= OBJECTIVE =
Reproduce the data below verbatim, keeping every line unchanged and in order.

= INPUT FOR THIS TASK =
* begin *

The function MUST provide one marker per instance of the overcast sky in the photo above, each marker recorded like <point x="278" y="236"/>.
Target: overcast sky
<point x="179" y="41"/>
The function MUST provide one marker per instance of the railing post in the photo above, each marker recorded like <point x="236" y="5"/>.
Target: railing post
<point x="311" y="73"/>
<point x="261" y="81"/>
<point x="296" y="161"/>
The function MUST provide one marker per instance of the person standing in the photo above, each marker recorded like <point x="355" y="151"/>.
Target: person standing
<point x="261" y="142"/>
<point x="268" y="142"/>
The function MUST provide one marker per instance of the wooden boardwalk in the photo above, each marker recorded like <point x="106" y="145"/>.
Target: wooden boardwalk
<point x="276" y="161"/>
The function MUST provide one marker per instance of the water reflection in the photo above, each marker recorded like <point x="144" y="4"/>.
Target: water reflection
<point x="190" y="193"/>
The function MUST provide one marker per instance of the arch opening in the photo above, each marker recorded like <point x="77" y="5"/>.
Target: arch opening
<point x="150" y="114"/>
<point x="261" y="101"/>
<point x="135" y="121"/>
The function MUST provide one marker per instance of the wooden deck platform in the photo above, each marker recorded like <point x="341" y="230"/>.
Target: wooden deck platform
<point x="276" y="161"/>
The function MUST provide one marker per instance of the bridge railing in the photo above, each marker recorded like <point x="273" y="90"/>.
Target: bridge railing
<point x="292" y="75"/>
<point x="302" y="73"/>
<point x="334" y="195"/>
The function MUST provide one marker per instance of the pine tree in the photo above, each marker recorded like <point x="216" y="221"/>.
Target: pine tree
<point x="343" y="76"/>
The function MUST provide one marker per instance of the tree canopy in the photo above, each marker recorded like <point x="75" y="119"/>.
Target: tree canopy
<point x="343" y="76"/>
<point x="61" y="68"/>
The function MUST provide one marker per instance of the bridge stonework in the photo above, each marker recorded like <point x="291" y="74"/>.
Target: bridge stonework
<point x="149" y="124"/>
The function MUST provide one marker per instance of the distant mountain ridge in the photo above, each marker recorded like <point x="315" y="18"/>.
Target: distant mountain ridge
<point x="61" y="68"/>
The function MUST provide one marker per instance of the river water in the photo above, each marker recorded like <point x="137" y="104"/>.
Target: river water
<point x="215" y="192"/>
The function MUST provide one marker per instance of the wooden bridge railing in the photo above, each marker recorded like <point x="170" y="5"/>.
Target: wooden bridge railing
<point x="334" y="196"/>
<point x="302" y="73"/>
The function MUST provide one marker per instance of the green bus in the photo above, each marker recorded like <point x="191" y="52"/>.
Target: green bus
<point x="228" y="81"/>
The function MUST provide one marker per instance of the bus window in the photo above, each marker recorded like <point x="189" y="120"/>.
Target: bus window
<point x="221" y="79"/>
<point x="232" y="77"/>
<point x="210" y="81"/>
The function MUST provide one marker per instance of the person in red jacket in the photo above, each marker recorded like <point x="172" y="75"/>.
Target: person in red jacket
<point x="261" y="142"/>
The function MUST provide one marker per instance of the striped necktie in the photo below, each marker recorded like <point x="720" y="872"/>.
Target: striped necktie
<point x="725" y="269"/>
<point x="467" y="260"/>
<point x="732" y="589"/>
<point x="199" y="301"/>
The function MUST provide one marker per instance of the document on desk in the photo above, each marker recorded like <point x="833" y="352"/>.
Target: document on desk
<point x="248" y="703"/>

* end *

= RESPONSE TO THIS EXERCISE =
The function MUST provide one marker per instance of the overcast sky in the photo above, each marker recorded like <point x="278" y="236"/>.
Target: overcast sky
<point x="179" y="41"/>
The function MUST provide one marker per instance of the railing post in the photo above, each marker recorded like <point x="236" y="5"/>.
Target: railing post
<point x="311" y="73"/>
<point x="261" y="81"/>
<point x="296" y="161"/>
The function MUST provide one marker per instance of the person standing in the photo above, each marker recorded like <point x="355" y="151"/>.
Target: person standing
<point x="261" y="142"/>
<point x="268" y="142"/>
The function MUST provide one marker per instance of the wooden boardwalk in the photo above, each marker recorded like <point x="106" y="145"/>.
Target: wooden boardwalk
<point x="276" y="161"/>
The function MUST provide one marker per instance of the water reflection in the photo above, each marker recorded like <point x="144" y="4"/>.
Target: water reflection
<point x="190" y="193"/>
The function MUST provide one marker per instance of the arch opening in the photo above, each marker recorded like <point x="77" y="5"/>.
Target: arch opening
<point x="150" y="114"/>
<point x="261" y="101"/>
<point x="135" y="121"/>
The function MUST provide one marker per instance of the wooden deck platform in the photo above, each marker recorded like <point x="341" y="230"/>.
Target: wooden deck platform
<point x="276" y="161"/>
The function MUST provide one marker per instance of the bridge railing in the photo above, each marker recorded like <point x="273" y="90"/>.
Target: bridge railing
<point x="292" y="75"/>
<point x="302" y="73"/>
<point x="334" y="195"/>
The function MUST provide one marker per instance of the pine tree in the photo above, each marker recorded like <point x="216" y="221"/>.
Target: pine tree
<point x="343" y="76"/>
The function MUST provide one marker per instance of the tree canopy in the photo above, each marker recorded like <point x="75" y="119"/>.
Target: tree canopy
<point x="343" y="76"/>
<point x="61" y="68"/>
The function MUST provide one marker per instance of the bridge stonework in the photo above, each marker recorded like <point x="291" y="74"/>.
Target: bridge stonework
<point x="149" y="124"/>
The function MUST provide one marker per instance of the distant mountain ridge in the photo above, each marker recorded like <point x="315" y="18"/>.
Target: distant mountain ridge
<point x="61" y="68"/>
The function MUST provide one marker per instance of the river water in the photo above, each marker recorded like <point x="137" y="104"/>.
Target: river water
<point x="215" y="192"/>
The function MUST provide one marker per instance of the wooden bridge railing in the photo above, each marker recorded like <point x="170" y="5"/>.
Target: wooden bridge railing
<point x="334" y="196"/>
<point x="302" y="73"/>
The function MUST provide one marker per instance of the green bus in the photo above, each marker recorded like <point x="191" y="52"/>.
Target: green bus
<point x="228" y="81"/>
The function MUST provide one marker per instance of the bus window in the photo above, each marker recorded like <point x="189" y="120"/>.
Target: bus window
<point x="221" y="79"/>
<point x="232" y="77"/>
<point x="210" y="81"/>
The function MUST provide one marker per instance of the person in red jacket in the photo above, each marker recorded like <point x="172" y="75"/>.
Target: person in red jacket
<point x="261" y="142"/>
The function MUST provide one marker per instance of the striped necktie in the photo below, each marker recorded like <point x="720" y="872"/>.
Target: striped necktie
<point x="725" y="269"/>
<point x="467" y="260"/>
<point x="732" y="589"/>
<point x="199" y="301"/>
The function MUST provide one marker per instance of the document on desk in the photo above, each marker recorded like <point x="833" y="352"/>.
Target: document on desk
<point x="248" y="703"/>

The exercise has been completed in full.